Write out the data below exactly, from its first line to the line containing "Target: polished floor reflection", that line included.

(Stored entries)
*** Block opens ***

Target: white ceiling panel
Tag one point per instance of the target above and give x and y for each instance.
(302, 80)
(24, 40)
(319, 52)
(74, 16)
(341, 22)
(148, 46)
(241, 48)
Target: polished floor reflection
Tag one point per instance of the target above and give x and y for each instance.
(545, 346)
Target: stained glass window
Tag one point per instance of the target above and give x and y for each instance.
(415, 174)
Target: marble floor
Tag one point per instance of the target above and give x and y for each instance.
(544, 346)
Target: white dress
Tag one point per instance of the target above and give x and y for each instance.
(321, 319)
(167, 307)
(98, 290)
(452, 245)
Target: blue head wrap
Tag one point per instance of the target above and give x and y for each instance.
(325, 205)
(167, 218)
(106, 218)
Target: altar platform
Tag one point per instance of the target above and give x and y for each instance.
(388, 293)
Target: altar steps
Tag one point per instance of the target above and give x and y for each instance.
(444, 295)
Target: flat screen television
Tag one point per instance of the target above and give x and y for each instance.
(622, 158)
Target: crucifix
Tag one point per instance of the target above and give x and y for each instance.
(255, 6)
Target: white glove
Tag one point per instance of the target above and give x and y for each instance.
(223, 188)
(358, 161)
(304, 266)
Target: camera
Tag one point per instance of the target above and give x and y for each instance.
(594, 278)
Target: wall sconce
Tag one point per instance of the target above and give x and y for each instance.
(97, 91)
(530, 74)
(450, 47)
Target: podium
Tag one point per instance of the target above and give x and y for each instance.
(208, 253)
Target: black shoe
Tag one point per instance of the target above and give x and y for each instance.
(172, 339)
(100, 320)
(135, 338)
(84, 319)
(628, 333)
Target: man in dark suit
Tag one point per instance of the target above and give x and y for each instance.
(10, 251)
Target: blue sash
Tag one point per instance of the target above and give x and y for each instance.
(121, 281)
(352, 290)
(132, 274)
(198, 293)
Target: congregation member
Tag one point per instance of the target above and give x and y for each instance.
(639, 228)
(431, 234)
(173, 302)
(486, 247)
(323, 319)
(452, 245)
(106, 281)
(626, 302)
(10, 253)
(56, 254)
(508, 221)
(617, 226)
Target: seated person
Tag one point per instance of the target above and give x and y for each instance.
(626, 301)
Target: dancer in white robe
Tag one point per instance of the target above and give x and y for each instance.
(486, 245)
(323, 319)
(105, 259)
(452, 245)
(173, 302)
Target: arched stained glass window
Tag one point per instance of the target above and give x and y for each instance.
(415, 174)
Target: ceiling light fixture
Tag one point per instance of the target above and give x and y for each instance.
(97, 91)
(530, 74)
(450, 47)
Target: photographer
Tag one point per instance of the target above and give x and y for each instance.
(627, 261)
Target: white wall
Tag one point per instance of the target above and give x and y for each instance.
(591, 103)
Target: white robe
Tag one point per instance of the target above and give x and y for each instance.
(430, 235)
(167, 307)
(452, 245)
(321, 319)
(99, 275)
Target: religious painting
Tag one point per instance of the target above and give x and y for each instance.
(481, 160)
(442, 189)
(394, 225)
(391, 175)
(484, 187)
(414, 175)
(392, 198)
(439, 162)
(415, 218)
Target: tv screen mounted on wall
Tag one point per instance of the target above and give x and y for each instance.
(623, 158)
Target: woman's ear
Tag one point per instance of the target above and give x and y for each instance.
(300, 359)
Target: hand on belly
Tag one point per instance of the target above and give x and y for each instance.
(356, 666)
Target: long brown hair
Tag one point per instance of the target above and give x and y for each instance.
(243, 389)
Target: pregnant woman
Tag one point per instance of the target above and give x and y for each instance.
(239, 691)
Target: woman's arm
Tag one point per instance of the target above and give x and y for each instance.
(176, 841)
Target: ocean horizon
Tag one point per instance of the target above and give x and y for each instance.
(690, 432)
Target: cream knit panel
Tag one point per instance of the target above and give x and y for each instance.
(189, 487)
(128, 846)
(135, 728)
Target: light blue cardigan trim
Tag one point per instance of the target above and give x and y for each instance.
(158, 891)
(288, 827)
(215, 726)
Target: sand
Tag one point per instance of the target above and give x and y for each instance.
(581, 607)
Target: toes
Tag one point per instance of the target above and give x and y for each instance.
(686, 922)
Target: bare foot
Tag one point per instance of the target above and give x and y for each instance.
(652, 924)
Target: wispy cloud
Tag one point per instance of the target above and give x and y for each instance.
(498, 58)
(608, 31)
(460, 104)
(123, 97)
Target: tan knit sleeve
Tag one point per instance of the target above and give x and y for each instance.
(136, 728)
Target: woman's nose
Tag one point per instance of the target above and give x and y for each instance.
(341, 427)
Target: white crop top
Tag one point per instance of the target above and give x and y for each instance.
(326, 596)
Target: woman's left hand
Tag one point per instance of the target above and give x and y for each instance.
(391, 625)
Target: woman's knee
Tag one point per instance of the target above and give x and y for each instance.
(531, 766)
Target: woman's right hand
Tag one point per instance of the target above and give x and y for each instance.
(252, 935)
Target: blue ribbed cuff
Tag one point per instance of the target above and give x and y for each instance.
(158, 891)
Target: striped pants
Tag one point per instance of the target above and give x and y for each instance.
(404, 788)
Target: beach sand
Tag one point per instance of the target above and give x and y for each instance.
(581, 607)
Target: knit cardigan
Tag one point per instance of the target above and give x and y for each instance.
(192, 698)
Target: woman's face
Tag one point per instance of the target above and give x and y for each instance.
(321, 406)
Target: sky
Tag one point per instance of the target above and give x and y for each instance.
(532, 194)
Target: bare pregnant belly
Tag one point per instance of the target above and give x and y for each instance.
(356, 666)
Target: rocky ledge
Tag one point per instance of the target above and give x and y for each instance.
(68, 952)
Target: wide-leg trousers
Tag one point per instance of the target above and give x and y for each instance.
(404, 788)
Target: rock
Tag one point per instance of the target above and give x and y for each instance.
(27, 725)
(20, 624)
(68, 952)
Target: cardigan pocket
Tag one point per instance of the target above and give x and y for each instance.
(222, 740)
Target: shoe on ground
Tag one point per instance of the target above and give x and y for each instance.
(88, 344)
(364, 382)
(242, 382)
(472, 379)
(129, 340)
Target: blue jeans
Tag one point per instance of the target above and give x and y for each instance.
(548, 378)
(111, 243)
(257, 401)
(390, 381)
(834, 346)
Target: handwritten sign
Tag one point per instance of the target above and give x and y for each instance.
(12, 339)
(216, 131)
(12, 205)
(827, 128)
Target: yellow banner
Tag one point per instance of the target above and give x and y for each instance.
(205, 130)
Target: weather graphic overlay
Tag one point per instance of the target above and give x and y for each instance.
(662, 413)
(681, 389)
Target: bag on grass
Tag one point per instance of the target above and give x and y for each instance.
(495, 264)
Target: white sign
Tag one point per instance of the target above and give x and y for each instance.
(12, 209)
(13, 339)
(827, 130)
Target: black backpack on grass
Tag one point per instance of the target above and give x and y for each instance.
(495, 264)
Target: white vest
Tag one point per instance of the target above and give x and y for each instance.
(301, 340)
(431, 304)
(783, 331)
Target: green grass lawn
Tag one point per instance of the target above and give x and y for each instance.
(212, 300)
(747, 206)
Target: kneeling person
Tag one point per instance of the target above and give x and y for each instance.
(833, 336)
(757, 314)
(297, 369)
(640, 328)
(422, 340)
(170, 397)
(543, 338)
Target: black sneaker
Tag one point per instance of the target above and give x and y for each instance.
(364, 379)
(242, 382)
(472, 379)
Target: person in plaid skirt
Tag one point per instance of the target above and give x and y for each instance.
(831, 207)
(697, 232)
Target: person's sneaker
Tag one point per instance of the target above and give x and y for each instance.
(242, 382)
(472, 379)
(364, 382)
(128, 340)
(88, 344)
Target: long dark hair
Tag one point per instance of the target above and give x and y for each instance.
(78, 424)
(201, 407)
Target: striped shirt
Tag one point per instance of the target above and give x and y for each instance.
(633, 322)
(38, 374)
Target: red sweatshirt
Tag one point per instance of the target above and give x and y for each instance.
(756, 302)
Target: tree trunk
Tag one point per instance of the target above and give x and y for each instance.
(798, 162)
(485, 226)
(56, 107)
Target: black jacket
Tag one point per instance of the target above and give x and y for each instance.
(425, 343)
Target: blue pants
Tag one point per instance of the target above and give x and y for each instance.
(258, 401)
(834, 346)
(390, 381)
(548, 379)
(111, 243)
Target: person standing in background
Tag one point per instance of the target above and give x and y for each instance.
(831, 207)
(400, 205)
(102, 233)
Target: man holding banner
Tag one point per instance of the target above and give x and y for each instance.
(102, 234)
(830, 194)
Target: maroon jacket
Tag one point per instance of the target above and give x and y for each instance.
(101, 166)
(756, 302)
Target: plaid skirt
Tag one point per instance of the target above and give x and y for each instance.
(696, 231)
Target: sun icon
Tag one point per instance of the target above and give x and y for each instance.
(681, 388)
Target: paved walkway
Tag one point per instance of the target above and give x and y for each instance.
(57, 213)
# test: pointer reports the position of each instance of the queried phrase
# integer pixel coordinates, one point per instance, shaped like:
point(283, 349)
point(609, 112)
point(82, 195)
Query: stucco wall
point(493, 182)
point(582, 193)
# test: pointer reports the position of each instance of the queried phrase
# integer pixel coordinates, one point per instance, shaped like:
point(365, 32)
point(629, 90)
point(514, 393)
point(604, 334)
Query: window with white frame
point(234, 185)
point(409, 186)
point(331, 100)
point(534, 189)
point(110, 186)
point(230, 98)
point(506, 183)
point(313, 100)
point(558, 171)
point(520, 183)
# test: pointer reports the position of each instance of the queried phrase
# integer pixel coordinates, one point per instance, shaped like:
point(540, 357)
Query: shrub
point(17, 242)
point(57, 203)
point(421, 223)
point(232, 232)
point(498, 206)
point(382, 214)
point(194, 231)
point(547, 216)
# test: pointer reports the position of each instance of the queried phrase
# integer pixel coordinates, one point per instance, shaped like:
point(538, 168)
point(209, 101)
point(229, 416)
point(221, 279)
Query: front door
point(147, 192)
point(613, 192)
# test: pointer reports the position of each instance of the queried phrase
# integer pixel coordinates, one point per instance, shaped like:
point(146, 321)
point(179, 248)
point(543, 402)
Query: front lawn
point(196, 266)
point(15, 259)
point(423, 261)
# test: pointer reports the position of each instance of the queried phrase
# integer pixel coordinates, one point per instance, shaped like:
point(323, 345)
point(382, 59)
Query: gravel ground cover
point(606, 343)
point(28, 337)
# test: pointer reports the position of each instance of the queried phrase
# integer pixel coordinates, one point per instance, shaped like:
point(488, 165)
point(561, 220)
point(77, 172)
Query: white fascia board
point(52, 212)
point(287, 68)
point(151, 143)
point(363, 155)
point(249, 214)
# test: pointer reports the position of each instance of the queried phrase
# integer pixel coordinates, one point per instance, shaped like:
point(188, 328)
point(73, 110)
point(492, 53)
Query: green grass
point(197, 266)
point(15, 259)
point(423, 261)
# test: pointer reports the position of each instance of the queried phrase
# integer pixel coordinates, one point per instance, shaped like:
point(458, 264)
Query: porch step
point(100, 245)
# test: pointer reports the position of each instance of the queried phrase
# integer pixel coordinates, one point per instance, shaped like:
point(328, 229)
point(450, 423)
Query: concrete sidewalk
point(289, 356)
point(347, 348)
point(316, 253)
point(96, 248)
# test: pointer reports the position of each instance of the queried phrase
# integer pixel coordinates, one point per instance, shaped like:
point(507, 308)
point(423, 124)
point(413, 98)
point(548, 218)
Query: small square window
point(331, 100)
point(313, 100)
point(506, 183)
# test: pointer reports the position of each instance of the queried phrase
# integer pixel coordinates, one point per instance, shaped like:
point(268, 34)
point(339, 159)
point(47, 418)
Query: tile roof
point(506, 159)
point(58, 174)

*** Block closes ***

=== OUTPUT OF THE TASK ===
Target: white ceiling panel
Tag one point per instance of the target above and give x and y for each instance.
(302, 80)
(24, 40)
(319, 52)
(74, 16)
(341, 22)
(148, 46)
(241, 48)
Target: polished floor reflection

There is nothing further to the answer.